» **Given passage**
○ ○ ○ ○ ○ ○ ○
In Ireland, the internationally recognised definition of "private school" is misleading and a more accurate distinction is between fee-charging schools and non-fee-charging schools. This is because approximately 85% of all schools are private schools () by virtue of not being owned by the state. The Roman Catholic Church is the largest owner of schools in Ireland, with other religious institutions owning the remaining private schools. Nevertheless, despite the vast majority of schools being under the ownership of private institutions, a large majority of all their costs, including teachers' salaries, are paid for by the Irish state. Of these private schools, only a very small minority actually charge fees. In 2007, 'The number of schools permitted to charge fees represents 7.6% of the 723 post primary level schools and they cater for 7.1% of the total enrolment.' 
If a fee-charging school wishes to employ extra teachers they are paid for with school fees, which tend to be relatively low in Ireland compared to the rest of the world. Because state funding plays a fundamental role in the finances of all but one fee-charging school, they must undergo similar state inspection to non-fee-charging schools. This is due to the requirement that the state ensure that children receive a certain minimum education; Irish state subsidised fee-charging schools must still work towards the Junior Certificate and the Leaving Certificate, for example.

The single fee-charging secondary school in Ireland which receives no state funding, the Nord Anglia International School Dublin, does not have to undergo the state supervision which all the other fee-charging schools undergo. Students there also sit the International Baccalaureate rather than the Irish Leaving Certificate which every other Irish secondary school student sits. In exchange, however, Nord Anglia students pay some €25,000 per annum in fees, compared to c. €4,000 – €8,000 per annum fees by students in all other fee-charging Irish schools.
○ ○ ○ ○ ○ ○ ○
[Coordinate annotation items]
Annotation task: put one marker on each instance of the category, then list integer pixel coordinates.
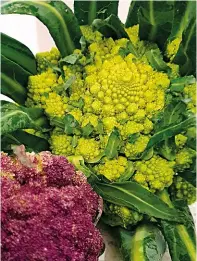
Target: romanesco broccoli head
(88, 148)
(184, 158)
(155, 174)
(112, 169)
(181, 189)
○ ○ ○ ○ ○ ○ ○
» **Exercise task 1**
In the passage on Irish fee-charging schools, what exam do students at the Nord Anglia International School Dublin sit in place of the Leaving Certificate?
» **Exercise task 2**
Carry on the passage on Irish fee-charging schools, picking up after its final sentence.

» **Written reply 1**
The International Baccalaureate.

» **Written reply 2**
Many fee-charging schools in Ireland also double as boarding schools. The fees for these may then rise up to €25,000 per year. All the state-subsidised fee-charging schools are run by a religious order, e.g., the Society of Jesus or Congregation of Christian Brothers, etc. The major private schools being Blackrock College, Clongowes Wood College, Castleknock College, Belvedere College, Gonzaga College and Terenure College.

There are also a few fee-charging international schools in Ireland, including a French school, a Japanese school and a German school.

Lebanon
In Lebanon the vast majority of students attend private schools, most of which are owned and operated by the Maronite Church. Government owned schools do exist, but only a small percentage of the population attend these aging structures, most of which were built in the mid-twentieth century. Educational standards are very high in Lebanon, but only those who can afford them are found in these schools. This presents a massive issue as not only does it place a burden on parents and younger families, but it also prevents certain individuals from realizing their full potential.

Lebanon utilizes an unusual mixed system, with French, English and American systems intertwining, sometimes in the same facility. As of 2015, approximately 85% of Secondary and High School graduates continued on to university.

Malaysia

Chinese schools were being founded by the ethnic Chinese in Malaysia as early as the 19th century. The schools were set up with the main intention of providing education in the Chinese language. As such, their students remain largely Chinese to this day even though the school themselves are open to people of all races and backgrounds.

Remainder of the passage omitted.